━━ GIVEN INFORMATION ━━

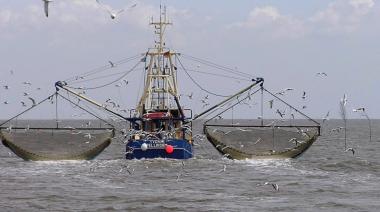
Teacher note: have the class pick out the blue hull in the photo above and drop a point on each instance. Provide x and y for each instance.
(156, 149)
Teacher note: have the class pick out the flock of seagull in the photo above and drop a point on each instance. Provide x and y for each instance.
(112, 13)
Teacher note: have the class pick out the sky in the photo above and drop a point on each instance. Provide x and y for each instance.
(287, 42)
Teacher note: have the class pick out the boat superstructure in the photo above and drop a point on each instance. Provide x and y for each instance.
(161, 130)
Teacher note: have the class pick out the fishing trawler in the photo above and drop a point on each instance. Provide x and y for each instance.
(160, 129)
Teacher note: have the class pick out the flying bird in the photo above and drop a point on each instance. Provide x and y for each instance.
(304, 95)
(223, 170)
(322, 74)
(33, 101)
(351, 150)
(359, 109)
(113, 13)
(111, 63)
(125, 81)
(190, 95)
(46, 6)
(326, 118)
(344, 100)
(280, 113)
(271, 103)
(274, 185)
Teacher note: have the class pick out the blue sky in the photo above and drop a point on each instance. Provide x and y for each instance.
(287, 42)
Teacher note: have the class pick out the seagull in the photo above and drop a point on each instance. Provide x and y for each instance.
(205, 105)
(351, 149)
(280, 93)
(33, 101)
(111, 63)
(344, 100)
(257, 141)
(274, 185)
(271, 103)
(280, 113)
(326, 118)
(190, 95)
(338, 129)
(304, 95)
(294, 140)
(322, 74)
(89, 136)
(358, 109)
(46, 6)
(223, 170)
(112, 13)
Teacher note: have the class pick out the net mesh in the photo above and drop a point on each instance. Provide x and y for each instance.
(57, 144)
(261, 142)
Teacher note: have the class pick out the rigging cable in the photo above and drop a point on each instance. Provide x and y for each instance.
(220, 75)
(109, 83)
(226, 69)
(85, 110)
(102, 68)
(196, 83)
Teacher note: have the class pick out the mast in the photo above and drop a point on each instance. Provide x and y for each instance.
(161, 77)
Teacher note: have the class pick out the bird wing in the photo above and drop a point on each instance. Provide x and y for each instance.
(46, 5)
(120, 11)
(33, 101)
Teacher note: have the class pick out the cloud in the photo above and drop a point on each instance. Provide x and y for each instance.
(340, 16)
(269, 19)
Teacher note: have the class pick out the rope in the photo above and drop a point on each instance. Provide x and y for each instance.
(226, 69)
(27, 109)
(102, 68)
(220, 75)
(109, 83)
(298, 111)
(196, 83)
(86, 110)
(239, 101)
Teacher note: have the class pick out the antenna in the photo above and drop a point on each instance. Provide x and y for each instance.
(159, 28)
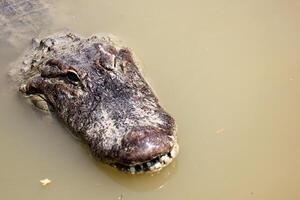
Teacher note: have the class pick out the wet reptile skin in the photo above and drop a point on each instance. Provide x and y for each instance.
(95, 87)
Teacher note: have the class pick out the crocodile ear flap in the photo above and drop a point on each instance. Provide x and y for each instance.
(124, 59)
(105, 58)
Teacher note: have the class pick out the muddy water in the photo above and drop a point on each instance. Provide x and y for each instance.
(228, 71)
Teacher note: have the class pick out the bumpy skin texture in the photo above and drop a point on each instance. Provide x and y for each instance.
(22, 19)
(95, 87)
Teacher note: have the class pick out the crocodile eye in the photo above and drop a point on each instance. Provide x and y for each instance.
(72, 76)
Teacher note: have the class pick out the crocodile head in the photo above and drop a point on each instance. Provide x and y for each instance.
(95, 87)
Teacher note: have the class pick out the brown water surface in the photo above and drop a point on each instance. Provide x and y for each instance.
(228, 71)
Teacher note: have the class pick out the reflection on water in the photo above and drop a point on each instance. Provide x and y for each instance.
(228, 71)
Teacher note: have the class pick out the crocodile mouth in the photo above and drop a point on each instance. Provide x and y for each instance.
(153, 165)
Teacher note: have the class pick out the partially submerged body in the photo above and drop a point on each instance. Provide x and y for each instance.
(95, 87)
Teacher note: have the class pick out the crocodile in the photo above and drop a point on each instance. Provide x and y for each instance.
(95, 87)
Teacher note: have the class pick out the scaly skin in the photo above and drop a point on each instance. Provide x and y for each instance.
(95, 87)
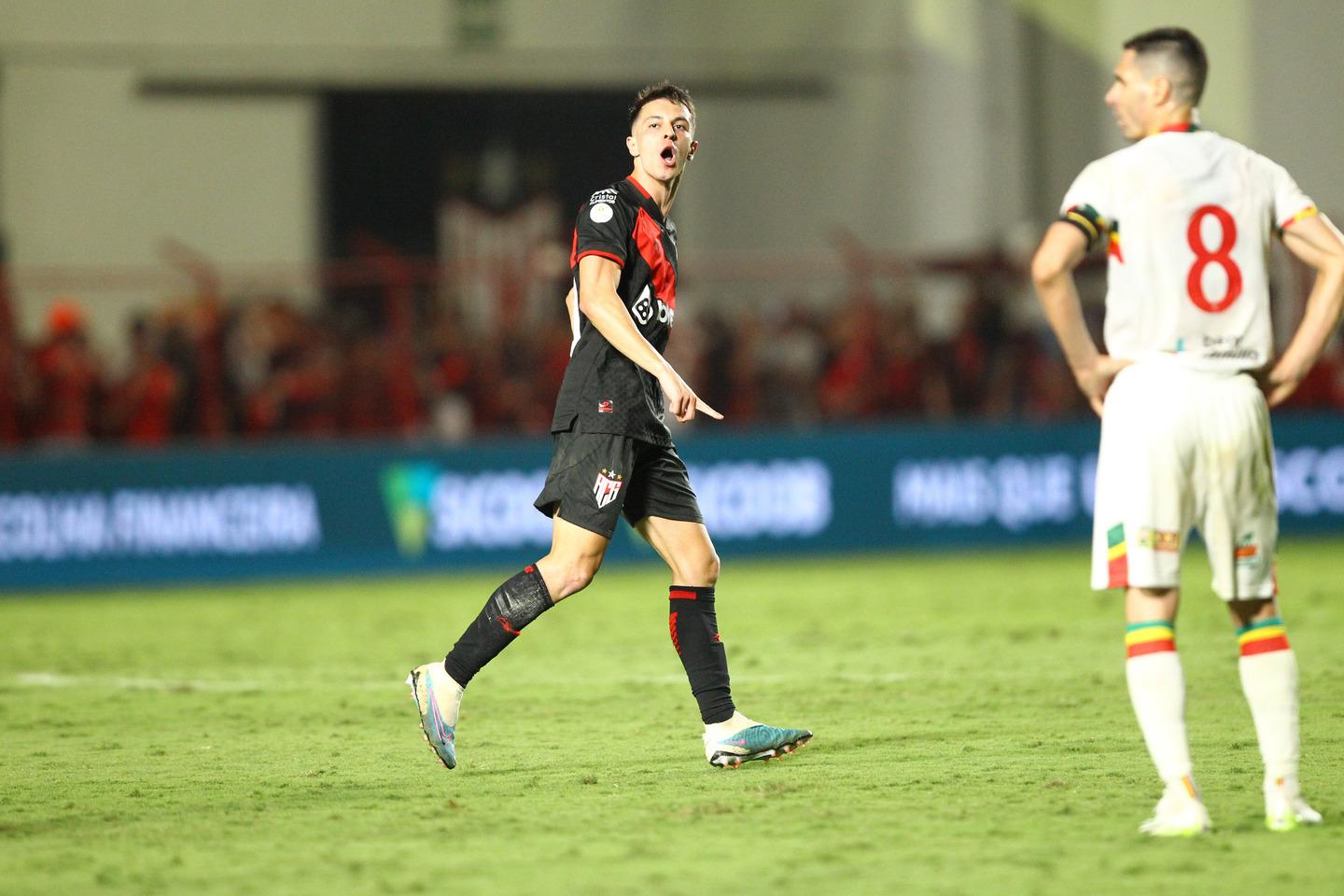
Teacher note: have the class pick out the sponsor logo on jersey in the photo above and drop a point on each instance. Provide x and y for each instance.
(607, 486)
(647, 306)
(1159, 540)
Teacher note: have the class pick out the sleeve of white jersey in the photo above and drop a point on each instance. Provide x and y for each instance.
(1291, 203)
(1087, 203)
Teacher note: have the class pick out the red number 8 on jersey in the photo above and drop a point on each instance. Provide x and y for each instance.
(1203, 259)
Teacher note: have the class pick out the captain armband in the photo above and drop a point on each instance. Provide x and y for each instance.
(1086, 219)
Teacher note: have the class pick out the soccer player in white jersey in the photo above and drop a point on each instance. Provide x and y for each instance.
(1184, 391)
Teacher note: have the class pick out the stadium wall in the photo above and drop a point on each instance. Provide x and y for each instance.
(210, 514)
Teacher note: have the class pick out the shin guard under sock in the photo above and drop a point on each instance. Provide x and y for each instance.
(1269, 681)
(1157, 692)
(695, 635)
(512, 606)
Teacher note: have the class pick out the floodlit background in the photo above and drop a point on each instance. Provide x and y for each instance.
(281, 301)
(336, 232)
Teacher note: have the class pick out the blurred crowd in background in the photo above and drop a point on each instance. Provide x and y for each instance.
(405, 363)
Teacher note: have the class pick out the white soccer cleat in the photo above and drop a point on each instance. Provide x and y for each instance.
(1179, 813)
(437, 699)
(1285, 807)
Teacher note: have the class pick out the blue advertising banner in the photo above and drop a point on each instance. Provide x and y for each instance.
(295, 510)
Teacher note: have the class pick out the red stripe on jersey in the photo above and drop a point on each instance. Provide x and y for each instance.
(638, 186)
(1267, 645)
(648, 237)
(1305, 213)
(620, 262)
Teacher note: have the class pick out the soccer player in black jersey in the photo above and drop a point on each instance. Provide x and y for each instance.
(613, 453)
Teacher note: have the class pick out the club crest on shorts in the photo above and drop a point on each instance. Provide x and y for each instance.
(608, 486)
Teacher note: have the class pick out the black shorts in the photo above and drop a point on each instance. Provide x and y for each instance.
(595, 477)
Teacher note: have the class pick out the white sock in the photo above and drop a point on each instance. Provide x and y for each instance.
(1269, 681)
(729, 727)
(1157, 693)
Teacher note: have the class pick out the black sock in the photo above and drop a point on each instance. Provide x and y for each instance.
(510, 609)
(695, 635)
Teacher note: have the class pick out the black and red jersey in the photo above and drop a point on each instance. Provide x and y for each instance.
(602, 388)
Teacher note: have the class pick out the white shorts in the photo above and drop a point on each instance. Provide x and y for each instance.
(1183, 449)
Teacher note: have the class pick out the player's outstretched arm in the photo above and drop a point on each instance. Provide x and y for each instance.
(1059, 253)
(571, 308)
(602, 305)
(1316, 242)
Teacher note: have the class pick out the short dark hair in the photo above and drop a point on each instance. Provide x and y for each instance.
(1182, 48)
(662, 91)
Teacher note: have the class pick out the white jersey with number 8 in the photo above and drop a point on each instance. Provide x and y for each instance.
(1187, 217)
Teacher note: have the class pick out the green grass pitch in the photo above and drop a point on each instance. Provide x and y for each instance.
(972, 736)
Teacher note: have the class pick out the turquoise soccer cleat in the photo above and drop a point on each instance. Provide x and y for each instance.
(753, 742)
(437, 697)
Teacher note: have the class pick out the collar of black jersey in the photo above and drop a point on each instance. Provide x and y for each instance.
(647, 201)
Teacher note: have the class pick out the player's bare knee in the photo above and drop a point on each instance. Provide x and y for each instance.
(567, 575)
(702, 571)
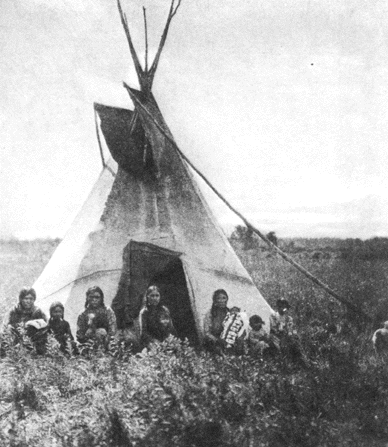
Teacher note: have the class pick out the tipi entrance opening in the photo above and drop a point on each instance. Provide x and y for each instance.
(145, 264)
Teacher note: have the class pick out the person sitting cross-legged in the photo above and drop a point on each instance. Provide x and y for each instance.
(258, 339)
(17, 322)
(60, 328)
(154, 319)
(235, 331)
(97, 322)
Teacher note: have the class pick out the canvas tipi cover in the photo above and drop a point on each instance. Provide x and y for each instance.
(146, 220)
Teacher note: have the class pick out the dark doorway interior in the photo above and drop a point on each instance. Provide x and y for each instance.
(145, 264)
(172, 283)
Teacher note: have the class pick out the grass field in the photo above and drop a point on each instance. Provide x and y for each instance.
(180, 397)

━━━

_TASK DIRECTIONS_: Set out everything from the line containing "Teacher note: have the class pick out the grass" down to the final line above as a JSON list of strings, one string per line and no blank lines.

_TASK SOLUTION_:
[
  "Teacher note: have the class pick out the grass field in the photo above and drop a point on each instance. Provide x and y for each instance.",
  "(180, 397)"
]